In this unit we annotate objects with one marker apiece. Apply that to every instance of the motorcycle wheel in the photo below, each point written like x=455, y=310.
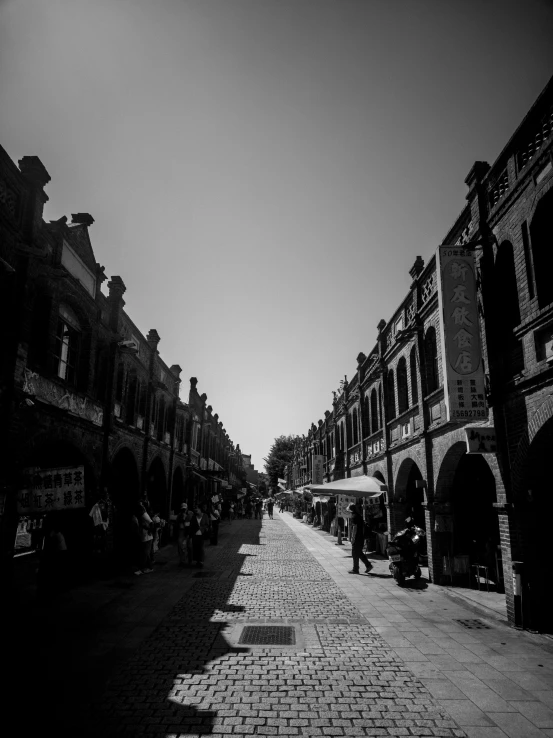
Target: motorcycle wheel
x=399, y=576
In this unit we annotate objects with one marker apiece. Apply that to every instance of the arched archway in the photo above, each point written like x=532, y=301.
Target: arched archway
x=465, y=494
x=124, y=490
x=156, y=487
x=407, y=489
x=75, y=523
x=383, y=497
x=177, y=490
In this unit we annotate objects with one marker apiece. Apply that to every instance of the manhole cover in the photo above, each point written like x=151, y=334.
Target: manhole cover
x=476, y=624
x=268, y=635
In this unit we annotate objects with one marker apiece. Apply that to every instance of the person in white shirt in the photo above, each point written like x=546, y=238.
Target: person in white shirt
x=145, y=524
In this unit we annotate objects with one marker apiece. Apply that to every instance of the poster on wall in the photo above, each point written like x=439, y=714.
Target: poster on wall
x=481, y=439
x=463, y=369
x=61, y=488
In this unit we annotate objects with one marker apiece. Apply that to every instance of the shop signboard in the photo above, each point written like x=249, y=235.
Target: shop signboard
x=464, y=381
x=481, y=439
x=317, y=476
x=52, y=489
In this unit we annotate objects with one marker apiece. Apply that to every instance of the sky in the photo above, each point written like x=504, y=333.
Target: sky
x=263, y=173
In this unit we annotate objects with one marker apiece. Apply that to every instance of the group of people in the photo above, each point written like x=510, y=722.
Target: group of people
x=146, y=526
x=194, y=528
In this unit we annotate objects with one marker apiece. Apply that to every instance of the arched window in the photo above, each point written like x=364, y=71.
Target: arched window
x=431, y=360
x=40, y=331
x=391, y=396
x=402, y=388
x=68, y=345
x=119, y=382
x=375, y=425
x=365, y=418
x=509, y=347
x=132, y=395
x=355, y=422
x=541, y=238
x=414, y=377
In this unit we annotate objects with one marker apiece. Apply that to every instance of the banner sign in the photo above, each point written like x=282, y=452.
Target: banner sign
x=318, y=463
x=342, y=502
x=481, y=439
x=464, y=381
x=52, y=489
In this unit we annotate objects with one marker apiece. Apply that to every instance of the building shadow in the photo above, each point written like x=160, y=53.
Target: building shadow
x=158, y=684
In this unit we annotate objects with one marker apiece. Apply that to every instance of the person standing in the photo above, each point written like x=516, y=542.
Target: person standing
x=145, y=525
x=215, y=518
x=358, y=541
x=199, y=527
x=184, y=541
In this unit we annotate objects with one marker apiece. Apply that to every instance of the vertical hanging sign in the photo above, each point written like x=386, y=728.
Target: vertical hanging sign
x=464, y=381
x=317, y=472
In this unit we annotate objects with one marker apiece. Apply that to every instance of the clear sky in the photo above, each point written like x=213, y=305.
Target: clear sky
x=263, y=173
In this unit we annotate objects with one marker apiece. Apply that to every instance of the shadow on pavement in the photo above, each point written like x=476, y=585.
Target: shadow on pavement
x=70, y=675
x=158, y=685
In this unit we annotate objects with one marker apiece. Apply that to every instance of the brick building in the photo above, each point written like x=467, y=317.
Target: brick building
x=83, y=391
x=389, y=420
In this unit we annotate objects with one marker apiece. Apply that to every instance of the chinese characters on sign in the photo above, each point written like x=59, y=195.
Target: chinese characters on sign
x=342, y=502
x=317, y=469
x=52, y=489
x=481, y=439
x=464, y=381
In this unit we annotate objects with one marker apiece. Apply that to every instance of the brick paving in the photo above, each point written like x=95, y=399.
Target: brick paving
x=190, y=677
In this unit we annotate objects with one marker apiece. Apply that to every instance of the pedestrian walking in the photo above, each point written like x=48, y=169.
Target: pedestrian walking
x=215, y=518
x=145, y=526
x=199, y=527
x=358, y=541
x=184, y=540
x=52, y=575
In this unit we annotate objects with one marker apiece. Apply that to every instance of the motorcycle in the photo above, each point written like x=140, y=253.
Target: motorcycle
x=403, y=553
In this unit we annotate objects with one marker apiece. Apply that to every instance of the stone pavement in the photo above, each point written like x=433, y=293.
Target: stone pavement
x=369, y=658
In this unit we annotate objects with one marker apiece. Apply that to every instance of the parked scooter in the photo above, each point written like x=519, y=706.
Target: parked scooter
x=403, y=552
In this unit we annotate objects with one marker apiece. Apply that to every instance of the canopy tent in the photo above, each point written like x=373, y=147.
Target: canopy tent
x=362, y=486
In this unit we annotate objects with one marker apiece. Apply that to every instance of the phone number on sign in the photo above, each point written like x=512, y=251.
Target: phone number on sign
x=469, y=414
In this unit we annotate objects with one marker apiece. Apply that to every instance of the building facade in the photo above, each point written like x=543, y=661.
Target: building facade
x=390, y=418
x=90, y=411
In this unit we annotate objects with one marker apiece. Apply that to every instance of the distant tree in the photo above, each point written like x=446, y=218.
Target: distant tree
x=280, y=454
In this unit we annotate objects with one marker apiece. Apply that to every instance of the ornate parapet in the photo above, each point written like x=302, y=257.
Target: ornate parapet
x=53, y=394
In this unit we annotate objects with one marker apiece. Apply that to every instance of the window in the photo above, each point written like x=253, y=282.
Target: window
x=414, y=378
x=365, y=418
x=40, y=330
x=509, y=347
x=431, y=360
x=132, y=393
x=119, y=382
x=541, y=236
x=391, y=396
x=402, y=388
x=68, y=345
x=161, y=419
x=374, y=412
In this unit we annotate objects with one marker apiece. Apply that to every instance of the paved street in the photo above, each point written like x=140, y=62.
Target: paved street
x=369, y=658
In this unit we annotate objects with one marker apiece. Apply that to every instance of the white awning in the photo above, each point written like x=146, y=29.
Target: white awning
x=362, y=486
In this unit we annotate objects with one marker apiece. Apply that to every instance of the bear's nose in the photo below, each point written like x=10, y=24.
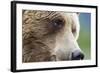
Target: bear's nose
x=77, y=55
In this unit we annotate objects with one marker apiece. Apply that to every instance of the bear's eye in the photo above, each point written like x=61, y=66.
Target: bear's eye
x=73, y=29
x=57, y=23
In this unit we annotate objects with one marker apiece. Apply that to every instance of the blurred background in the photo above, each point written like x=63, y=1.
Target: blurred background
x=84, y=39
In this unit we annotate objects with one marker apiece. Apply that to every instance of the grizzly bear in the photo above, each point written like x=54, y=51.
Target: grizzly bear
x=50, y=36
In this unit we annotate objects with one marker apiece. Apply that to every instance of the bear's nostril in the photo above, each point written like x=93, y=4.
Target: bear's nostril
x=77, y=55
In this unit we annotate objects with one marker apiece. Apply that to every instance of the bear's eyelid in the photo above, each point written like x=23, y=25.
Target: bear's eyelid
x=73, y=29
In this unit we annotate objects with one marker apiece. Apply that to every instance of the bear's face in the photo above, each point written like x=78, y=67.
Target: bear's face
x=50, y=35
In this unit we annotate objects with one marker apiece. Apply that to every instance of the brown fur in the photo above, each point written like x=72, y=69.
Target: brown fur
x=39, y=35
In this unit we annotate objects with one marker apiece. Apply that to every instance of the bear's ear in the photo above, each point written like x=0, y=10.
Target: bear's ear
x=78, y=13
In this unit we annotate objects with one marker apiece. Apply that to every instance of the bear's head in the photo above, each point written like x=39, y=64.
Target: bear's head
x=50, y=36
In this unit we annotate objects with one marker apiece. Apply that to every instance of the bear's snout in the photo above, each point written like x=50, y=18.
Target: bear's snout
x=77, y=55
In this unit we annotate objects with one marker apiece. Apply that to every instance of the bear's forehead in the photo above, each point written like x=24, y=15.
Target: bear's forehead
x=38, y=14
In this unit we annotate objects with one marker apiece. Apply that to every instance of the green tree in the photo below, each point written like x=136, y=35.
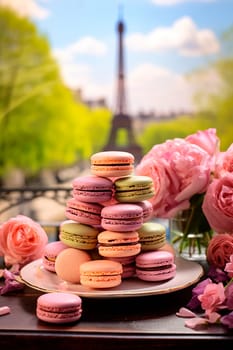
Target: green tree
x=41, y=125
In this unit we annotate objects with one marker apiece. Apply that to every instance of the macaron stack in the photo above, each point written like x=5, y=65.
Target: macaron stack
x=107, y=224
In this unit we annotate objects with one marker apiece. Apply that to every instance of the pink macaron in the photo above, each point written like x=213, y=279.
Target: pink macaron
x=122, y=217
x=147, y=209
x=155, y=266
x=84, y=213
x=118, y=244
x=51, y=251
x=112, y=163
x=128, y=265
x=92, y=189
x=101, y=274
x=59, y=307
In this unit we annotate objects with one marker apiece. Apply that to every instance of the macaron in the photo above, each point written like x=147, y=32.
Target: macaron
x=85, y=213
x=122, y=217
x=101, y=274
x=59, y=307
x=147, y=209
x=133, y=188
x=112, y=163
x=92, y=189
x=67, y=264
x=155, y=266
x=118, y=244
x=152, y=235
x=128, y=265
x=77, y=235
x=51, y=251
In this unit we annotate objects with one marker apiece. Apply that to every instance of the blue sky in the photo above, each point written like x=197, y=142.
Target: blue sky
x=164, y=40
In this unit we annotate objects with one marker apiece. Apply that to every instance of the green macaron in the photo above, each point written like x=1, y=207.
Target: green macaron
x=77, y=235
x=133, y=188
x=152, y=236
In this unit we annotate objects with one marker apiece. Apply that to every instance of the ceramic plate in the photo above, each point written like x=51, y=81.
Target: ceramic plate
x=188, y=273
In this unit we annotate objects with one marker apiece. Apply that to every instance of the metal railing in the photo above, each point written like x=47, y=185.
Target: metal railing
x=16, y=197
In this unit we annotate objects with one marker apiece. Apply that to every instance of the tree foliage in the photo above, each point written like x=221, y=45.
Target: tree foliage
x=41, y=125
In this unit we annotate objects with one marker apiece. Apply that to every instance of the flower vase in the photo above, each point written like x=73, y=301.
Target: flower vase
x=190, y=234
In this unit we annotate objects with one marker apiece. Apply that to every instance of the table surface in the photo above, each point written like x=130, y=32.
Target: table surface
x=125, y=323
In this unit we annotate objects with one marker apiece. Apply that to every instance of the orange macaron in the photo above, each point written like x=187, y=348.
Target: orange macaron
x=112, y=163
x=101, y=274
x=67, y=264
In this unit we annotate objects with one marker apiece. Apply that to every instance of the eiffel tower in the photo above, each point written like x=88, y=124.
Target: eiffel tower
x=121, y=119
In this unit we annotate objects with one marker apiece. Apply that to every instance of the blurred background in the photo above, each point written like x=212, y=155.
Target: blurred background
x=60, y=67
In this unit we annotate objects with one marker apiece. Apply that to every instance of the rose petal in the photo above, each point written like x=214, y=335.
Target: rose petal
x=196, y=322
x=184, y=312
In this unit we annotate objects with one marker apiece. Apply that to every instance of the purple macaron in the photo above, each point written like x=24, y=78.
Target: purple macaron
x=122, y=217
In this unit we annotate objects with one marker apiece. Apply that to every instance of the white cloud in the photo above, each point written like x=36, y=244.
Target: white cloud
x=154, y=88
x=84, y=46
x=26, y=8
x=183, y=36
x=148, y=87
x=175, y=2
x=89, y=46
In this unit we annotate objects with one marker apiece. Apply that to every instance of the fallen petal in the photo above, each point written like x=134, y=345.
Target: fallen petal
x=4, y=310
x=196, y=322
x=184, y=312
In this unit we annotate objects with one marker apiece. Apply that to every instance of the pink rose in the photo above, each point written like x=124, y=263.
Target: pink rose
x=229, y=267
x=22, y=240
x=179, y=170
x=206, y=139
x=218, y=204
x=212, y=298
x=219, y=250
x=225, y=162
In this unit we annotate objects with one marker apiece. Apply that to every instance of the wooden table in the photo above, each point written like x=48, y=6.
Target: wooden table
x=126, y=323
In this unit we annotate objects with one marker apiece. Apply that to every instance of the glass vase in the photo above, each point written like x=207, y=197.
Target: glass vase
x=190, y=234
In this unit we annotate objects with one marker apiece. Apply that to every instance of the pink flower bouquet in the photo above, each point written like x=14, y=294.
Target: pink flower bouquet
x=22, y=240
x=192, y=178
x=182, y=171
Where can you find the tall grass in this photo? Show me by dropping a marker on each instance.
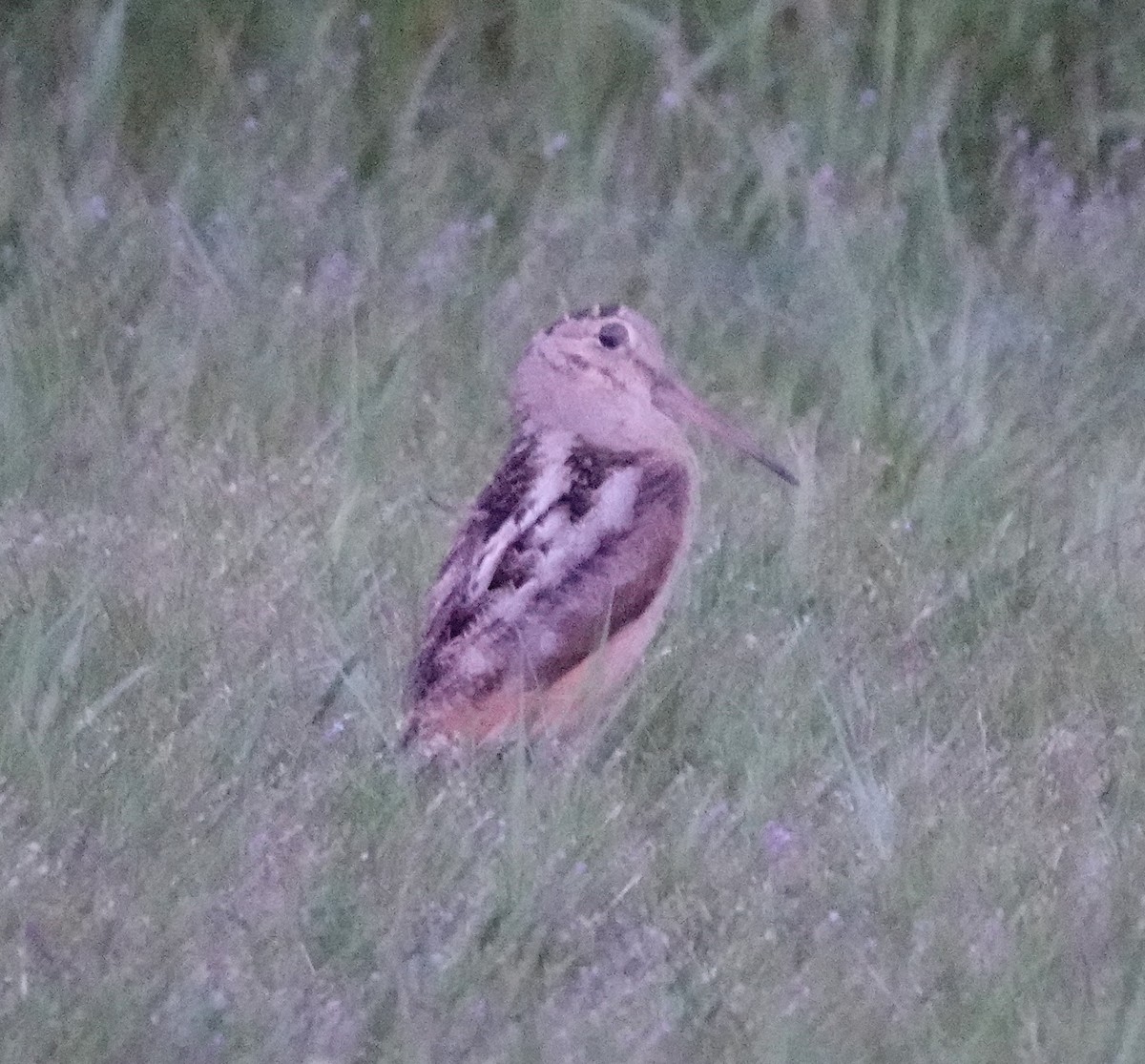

·····

● **TASK DIRECTIONS**
Rewrite everything from the start of the items down to the line containing "x=145, y=524", both included and requests kept, with every coordinate in the answers multiplied by 2.6 and rounded to a whole number, halves up. Leave the numbers in the requests and their format samples unchanged, and omit the pictures.

● **WRITTEN SOLUTION**
In this unit we annotate objects with one marker apiece. Apply that to every instance of the motorcycle wheel in the photo below, each point written like x=455, y=310.
Target: motorcycle wheel
x=1037, y=1498
In this unit we annotate objects with one marker apiece. Apply that to every instance of the arched archway in the photo above, each point written like x=532, y=301.
Target: arched archway
x=1209, y=1284
x=322, y=1274
x=406, y=1266
x=1058, y=1271
x=195, y=1360
x=996, y=1292
x=460, y=1274
In this unit we annotate objects with one marker apiece. Apply that to every instance of the manhole cover in the photo above, each point written like x=151, y=334.
Target: manhole cover
x=1238, y=1622
x=697, y=1651
In this unit we annotate objects with one marker apiece. Apply that to every instance of the person in white shirt in the photo above, each point written like x=546, y=238.
Target: person in white shirt
x=377, y=1362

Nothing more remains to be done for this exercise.